#### SOURCE DOCUMENT:
- - - - -

Runtime: Optimize number processing and validation while reading JSON token

Created on 7 Nov 2018 · 10Comments · Source: dotnet/runtime

Consider removing the ConsumeNumberResult internal enum and optimize the implementation of TryGetNumber. The way it is implemented currently is not fast enough, likely due to some redundant or unnecessary work. The helper methods may need to be marked as aggressively inlined.

As part of this work, try to avoid potential redundant search for end of number in ConsumeNumber.

area-System.Text.Json enhancement tenet-performance up-for-grabs

Source

ahsonkhan

Most helpful comment

Some minor possible optimizations (no game changers however):

Avoid the call to ConsumeSign if data[i] != (byte)'-' && data[i] != (byte)'+' as it will not be inlined:
https://github.com/dotnet/corefx/blob/master/src/System.Text.Json/src/System/Text/Json/Utf8JsonReader.cs#L981

Avoid the call to ConsumeNegativeSign if data[i] != (byte)'-' as it will not be inlined:
https://github.com/dotnet/corefx/blob/master/src/System.Text.Json/src/System/Text/Json/Utf8JsonReader.cs#L906

ConsumeSign and ConsumeNegativeSign could return bool as there are only two possible outcomes (besides an exception):
https://github.com/dotnet/corefx/blob/master/src/System.Text.Json/src/System/Text/Json/Utf8JsonReader.cs#L1011
https://github.com/dotnet/corefx/blob/master/src/System.Text.Json/src/System/Text/Json/Utf8JsonReader.cs#L1130

Consider replacing JsonConstants.Delimiters.IndexOf calls with a switch statement as follows:

public static bool IsEndOfNumber(byte b)
{
    switch(b)

- - - - -

(Data records)
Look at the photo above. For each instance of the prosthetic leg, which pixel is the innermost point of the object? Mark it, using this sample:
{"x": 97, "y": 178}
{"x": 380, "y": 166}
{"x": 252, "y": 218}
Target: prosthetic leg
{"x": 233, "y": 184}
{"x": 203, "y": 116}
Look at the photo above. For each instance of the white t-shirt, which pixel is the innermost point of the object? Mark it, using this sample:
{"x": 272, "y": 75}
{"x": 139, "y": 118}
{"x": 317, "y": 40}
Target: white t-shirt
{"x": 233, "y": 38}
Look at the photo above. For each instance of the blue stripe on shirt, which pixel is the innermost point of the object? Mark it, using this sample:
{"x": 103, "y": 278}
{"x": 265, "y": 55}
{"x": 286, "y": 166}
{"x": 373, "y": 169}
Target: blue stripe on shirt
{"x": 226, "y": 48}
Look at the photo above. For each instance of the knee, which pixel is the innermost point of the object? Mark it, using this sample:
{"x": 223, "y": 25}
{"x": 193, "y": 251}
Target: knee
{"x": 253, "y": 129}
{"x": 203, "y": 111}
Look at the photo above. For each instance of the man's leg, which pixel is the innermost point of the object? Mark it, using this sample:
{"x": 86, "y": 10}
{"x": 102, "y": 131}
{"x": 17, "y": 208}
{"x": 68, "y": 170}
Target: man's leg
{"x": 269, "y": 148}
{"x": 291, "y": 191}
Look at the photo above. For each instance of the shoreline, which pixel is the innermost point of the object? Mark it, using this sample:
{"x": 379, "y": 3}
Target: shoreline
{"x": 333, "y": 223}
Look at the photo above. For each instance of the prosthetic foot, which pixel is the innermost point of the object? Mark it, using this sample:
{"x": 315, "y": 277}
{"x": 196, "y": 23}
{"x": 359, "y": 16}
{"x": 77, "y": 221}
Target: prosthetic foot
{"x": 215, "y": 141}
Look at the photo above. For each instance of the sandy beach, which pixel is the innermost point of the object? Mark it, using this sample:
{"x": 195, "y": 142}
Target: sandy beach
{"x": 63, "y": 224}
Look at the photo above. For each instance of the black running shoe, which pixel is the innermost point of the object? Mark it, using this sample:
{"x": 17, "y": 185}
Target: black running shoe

- - - - -

#### AIM A:
Quote the passage of the JSON number-parsing issue between "Runtime: Optimize number" and "as aggressively inlined.", inclusive.
#### AIM B:
Continue the JSON number-parsing issue from the point where it stops.

#### TASK OUTPUT A:
Runtime: Optimize number processing and validation while reading JSON token

Created on 7 Nov 2018 · 10Comments · Source: dotnet/runtime

Consider removing the ConsumeNumberResult internal enum and optimize the implementation of TryGetNumber. The way it is implemented currently is not fast enough, likely due to some redundant or unnecessary work. The helper methods may need to be marked as aggressively inlined.

#### TASK OUTPUT B:
    {
        case ListSeperator:
        case CloseBrace:
        case CloseBracket:
        case Space:
        case LineFeed:
        case CarriageReturn:
        case Tab:
        case Slash:
            return true;
    }

    return false;
}

Benchmark results:

| Method | Input | Mean | Error | StdDev |
|-------- |------ |----------:|----------:|----------:|
| IndexOf (best case) | , | 4.1159 ns | 0.0789 ns | 0.0738 ns |
| Switch (best case) | , | 0.7663 ns | 0.0611 ns | 0.0572 ns |
| IndexOf (worst case) | 0 | 4.8661 ns | 0.1193 ns | 0.1116 ns |
| Switch (worst case) | 0 | 1.4195 ns | 0.0353 ns | 0.0313 ns |

Occurrences:
https://github.com/dotnet/corefx/blob/master/src/System.Text.Json/src/System/Text/Json/Utf8JsonReader.cs#L697

https://github.com/dotnet/corefx/blob/master/src/System.Text.Json/src/System/Text/Json/Utf8JsonReader.cs#L1046

https://github.com/dotnet/corefx/blob/master/src/System.Text.Json/src/System/Text/Json/Utf8JsonReader.cs#L1100

Consider storing whether the previously parsed number has an exponent. This already known fact, is recalculated when accessed by TryGetSingleValue, TryGetDoubleValue or TryGetDecimalValue.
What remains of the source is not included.